Instruction:
Copy out, word for word, the stretch of the grasp stability project write-up below from "Grasp Stability Prediction demo" through "for interactive experimentation.".

🤖 Grasp Stability Prediction

Predicting whether a robotic grasp is Stable or Unstable from tactile sensor images using deep learning.

Role

End-to-end ML engineer (solo project)

Timeline

2024 · Personal / course project

Tech

PyTorch, ResNet18, MLP, Gradio, Hugging Face Spaces

Live Demo GitHub Repo ← Back to Projects

Grasp Stability Prediction demo interface

TL;DR

Built a deep learning model that predicts whether a robotic grasp is stable based on tactile sensor images.
Used ResNet18 as a feature extractor and a custom MLP head to classify grasps as Stable or Unstable.
Wrapped the model in a Gradio interface and deployed it on Hugging Face Spaces for interactive experimentation.
Focused on making the model behavior interpretable via simple inputs/outputs rather than a black-box system hidden in a notebook.

Problem & Context

In robotic manipulation, a central question is whether a planned grasp on an object will be stable once executed. Failed grasps mean drops, retries, and potentially damaged objects. Visual information alone is often not enough; tactile feedback provides rich information about contact, pressure distribution, and local geometry.

This project explores how to treat tactile sensor images as input to a deep learning model that predicts grasp stability. The goal is to provide a fast, data-driven decision about stability that could be integrated into a grasp planning pipeline, while still being simple enough to deploy as a web demo.

Data & Inputs

Tactile sensor readings represented as 2D images (pressure/intensity maps at the contact surface).
Each sample labeled as either stable or unstable based on the outcome of the grasp.
Preprocessing steps to normalize intensities and resize images to the input resolution expected by ResNet18.

The dataset was cleaned to remove ambiguous or corrupted samples and balanced to avoid bias toward one class (for example, if there are more stable than unstable grasps).

Approach & Architecture

The model design is based on transfer learning with a convolutional network backbone and a lightweight classifier head. The main steps are:

Start from a pretrained ResNet18 backbone to extract features from tactile images.
Replace the final classification layer with a custom MLP head tailored to the binary stability task.
Fine-tune the last layers of ResNet18 and the MLP head jointly on the grasp stability dataset.
Use cross-entropy loss and standard regularization (weight decay, dropout) to reduce overfitting.

Results & Evaluation

The model learns a clear separation between stable and unstable grasps on the held-out test set. In practice, the demo correctly identifies many cases where the contact pattern indicates instability even if the scenario might appear reasonable at first glance.

Evaluated performance on a test split with standard classification metrics (accuracy, precision, recall).
Per-class inspection showed that the model is particularly good at detecting obviously unstable contact patterns, with some confusion in borderline cases.

Rows:
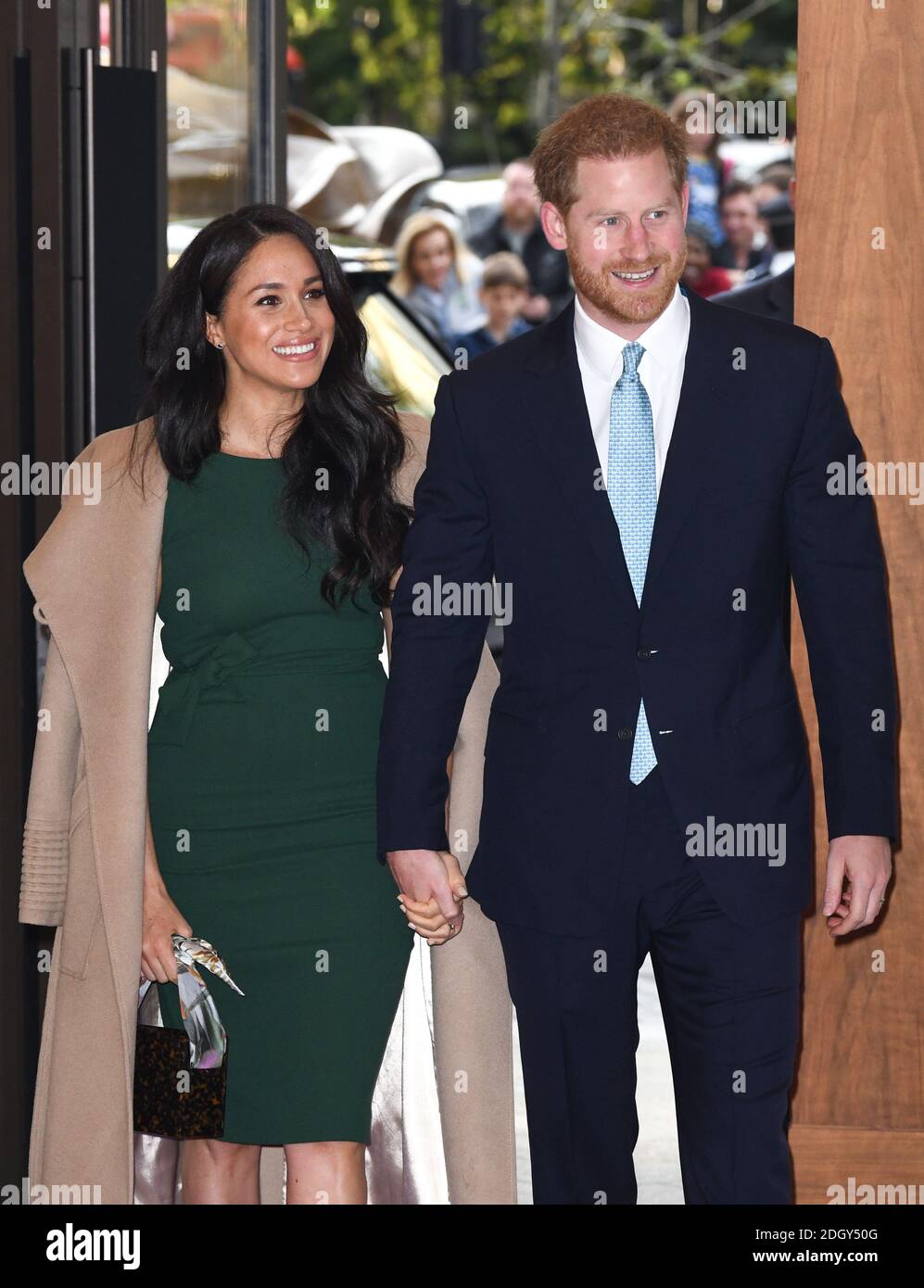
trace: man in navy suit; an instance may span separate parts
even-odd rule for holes
[[[457,934],[446,761],[492,578],[509,625],[465,885],[517,1007],[536,1203],[634,1203],[651,953],[687,1203],[790,1203],[812,898],[793,571],[821,730],[831,935],[880,912],[896,680],[872,498],[827,340],[680,291],[682,133],[622,95],[534,152],[576,300],[445,376],[392,605],[379,846]],[[432,929],[433,920],[420,918]]]

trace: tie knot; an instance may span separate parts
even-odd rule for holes
[[[638,375],[638,365],[642,361],[642,354],[644,353],[643,346],[638,340],[633,340],[631,344],[626,344],[622,348],[622,376],[629,376],[630,379]],[[622,377],[620,377],[622,379]]]

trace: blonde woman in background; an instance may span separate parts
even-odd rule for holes
[[[460,332],[483,326],[486,312],[478,298],[482,263],[445,218],[433,210],[411,215],[394,251],[398,269],[392,290],[443,348],[451,350]]]

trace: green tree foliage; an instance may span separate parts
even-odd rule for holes
[[[711,12],[707,0],[490,0],[483,66],[443,76],[439,0],[287,0],[307,66],[294,100],[335,124],[416,130],[446,165],[528,152],[546,121],[606,91],[666,106],[704,85],[786,99],[791,122],[796,3],[723,0]]]

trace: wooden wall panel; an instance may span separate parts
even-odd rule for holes
[[[831,340],[867,459],[915,462],[915,471],[924,461],[923,100],[924,4],[800,0],[795,321]],[[903,844],[884,917],[847,940],[830,938],[818,911],[827,833],[794,609],[817,835],[790,1132],[798,1203],[830,1202],[827,1186],[849,1176],[924,1188],[924,506],[912,500],[876,496],[900,675]]]

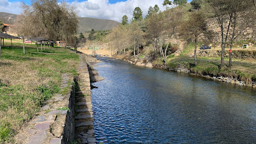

Complete response:
Grasp Stability Prediction demo interface

TL;DR

Built a deep learning model that predicts whether a robotic grasp is stable based on tactile sensor images.
Used ResNet18 as a feature extractor and a custom MLP head to classify grasps as Stable or Unstable.
Wrapped the model in a Gradio interface and deployed it on Hugging Face Spaces for interactive experimentation.